> **Trecho do documento**:
--------------------------------

Isso é um péssimo uso das palavras. O fratricídio tem sido a regra sob Putin. Torturar e assassinar dissidentes é fratricídio. Invadir a Ucrânia foi fratricídio. Tanto a empresa Wagner quanto os militares russos fizeram do fratricídio sua profissão. Anarquia é o oposto do fratricídio: é a condição que prevalece quando as pessoas não competem para governar umas às outras. O totalitarismo sempre leva a conflitos sangrentos pelo poder.

Olhando para a situação na Rússia, não podemos deixar de pensar na guerra civil que eclodiu no [Sudão]https://pt.crimethinc.com/2022/01/07/sudao-anarquistas-contra-a-ditadura-militar-uma-entrevista-com-uniao-anarquista-sudanesa) entre o exército e as Forças de Apoio Rápido no início deste ano. Procurando suprimir poderosos movimentos sociais de libertação, o governo equipou os mercenários das Forças de Apoio Rápido, apenas para acabar lutando com eles pelo controle do país.

--------------------------------

Alguns registros
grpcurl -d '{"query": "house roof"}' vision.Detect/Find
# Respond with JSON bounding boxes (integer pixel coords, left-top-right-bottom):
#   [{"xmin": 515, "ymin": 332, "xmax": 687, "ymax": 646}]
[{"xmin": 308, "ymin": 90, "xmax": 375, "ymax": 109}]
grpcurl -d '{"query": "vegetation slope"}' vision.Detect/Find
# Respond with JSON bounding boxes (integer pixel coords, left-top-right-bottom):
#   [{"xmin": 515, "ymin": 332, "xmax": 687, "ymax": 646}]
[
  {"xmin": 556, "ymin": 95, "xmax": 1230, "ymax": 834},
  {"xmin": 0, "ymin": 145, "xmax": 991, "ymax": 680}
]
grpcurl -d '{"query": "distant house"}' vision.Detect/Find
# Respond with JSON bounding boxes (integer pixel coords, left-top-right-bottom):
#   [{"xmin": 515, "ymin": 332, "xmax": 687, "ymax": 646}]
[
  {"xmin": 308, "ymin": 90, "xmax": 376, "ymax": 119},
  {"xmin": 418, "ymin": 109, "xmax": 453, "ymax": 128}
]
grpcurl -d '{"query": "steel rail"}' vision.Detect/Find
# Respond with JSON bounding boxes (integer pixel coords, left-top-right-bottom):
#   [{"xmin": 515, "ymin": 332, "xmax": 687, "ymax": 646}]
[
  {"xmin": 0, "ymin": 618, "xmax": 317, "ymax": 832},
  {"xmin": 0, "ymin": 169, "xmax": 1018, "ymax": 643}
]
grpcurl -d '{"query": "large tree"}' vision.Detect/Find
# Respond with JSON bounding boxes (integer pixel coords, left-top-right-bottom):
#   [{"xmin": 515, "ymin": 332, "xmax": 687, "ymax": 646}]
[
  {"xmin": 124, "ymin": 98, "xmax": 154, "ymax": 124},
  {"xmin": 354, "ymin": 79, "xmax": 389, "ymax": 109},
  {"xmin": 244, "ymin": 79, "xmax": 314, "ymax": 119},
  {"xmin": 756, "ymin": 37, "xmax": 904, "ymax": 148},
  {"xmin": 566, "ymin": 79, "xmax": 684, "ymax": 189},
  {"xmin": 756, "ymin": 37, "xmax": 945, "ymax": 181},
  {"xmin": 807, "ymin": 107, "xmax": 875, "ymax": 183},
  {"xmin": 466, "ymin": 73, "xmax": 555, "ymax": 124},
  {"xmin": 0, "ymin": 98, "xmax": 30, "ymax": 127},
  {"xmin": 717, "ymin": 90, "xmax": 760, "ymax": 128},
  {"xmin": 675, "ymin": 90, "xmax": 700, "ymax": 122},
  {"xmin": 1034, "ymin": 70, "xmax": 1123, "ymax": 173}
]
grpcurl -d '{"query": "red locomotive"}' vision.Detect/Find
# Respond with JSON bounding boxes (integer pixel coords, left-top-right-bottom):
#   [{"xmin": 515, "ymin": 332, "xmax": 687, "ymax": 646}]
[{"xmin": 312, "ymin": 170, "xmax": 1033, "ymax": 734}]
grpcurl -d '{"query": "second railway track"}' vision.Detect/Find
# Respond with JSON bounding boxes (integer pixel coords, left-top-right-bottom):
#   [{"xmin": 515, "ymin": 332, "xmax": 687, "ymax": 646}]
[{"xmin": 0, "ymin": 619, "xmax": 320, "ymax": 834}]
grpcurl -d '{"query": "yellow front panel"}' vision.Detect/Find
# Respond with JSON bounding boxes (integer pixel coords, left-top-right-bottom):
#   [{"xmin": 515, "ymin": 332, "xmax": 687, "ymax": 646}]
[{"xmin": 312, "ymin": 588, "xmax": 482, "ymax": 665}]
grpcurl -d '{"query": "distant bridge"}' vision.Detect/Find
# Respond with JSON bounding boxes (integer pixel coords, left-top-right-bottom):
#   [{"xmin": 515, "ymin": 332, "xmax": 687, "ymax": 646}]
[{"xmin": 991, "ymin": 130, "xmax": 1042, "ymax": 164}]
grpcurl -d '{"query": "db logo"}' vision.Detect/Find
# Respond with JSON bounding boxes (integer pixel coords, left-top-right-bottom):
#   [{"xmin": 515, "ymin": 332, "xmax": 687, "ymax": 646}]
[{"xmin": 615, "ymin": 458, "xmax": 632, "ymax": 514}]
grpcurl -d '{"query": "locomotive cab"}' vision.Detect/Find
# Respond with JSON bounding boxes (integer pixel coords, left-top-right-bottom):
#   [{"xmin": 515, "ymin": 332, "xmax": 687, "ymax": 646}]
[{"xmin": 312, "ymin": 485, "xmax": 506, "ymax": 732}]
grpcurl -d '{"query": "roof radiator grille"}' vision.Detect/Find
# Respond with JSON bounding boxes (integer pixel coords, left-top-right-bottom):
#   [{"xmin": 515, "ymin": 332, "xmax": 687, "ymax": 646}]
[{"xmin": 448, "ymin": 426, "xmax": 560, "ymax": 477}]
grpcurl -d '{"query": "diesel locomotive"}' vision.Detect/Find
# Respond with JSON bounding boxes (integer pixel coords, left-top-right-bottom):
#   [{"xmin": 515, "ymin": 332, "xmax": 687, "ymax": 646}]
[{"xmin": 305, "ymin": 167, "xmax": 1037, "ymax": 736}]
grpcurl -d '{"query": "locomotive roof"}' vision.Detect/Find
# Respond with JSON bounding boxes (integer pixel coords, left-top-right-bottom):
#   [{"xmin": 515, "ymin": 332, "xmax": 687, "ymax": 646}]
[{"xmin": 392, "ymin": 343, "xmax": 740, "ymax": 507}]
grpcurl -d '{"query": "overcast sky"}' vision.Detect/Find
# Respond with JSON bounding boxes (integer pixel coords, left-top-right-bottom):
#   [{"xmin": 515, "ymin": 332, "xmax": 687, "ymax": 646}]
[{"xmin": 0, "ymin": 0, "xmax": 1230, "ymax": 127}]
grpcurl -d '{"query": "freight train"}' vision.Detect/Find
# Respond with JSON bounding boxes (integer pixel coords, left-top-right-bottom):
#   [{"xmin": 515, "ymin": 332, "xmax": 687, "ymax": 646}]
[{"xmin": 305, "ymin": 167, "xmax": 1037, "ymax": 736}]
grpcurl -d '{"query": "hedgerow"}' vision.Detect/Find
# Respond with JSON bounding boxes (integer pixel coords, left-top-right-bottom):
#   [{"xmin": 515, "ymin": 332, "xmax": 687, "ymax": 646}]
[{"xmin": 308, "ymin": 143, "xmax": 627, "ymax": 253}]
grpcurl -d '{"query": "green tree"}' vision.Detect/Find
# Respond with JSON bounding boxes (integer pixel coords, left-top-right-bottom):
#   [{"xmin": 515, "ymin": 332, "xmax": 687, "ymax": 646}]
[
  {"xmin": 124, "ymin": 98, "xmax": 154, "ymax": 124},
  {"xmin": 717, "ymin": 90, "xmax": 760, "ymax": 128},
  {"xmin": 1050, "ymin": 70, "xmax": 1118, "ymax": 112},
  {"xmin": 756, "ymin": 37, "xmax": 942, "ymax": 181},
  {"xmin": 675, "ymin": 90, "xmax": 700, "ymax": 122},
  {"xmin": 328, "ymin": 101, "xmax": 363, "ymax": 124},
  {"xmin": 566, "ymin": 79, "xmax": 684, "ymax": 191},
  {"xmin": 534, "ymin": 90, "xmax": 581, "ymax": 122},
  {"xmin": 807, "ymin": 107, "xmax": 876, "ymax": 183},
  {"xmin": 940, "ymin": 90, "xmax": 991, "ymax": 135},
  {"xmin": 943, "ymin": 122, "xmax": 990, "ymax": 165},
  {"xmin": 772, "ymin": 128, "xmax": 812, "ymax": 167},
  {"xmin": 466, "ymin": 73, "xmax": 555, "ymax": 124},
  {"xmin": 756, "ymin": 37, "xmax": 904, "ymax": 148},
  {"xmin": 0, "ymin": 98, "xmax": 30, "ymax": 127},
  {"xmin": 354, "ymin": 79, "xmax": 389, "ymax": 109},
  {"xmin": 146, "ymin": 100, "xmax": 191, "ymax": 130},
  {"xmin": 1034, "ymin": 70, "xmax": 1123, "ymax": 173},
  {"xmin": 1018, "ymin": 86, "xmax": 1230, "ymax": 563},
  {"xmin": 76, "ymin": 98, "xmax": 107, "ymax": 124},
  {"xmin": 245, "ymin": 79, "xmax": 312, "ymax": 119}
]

--------------------------------

> **Descrição da tarefa**:
Responda a estas perguntas com base no trecho:
1. Como o trecho define a anarquia?
2. A que o totalitarismo sempre leva?
3. Entre quais forças eclodiu a guerra civil no Sudão?

> **Resposta da tarefa**:
1. A anarquia é o oposto do fratricídio, a condição que prevalece quando as pessoas não competem para governar umas às outras.
2. O totalitarismo sempre leva a conflitos sangrentos pelo poder.
3. A guerra civil eclodiu entre o exército e as Forças de Apoio Rápido.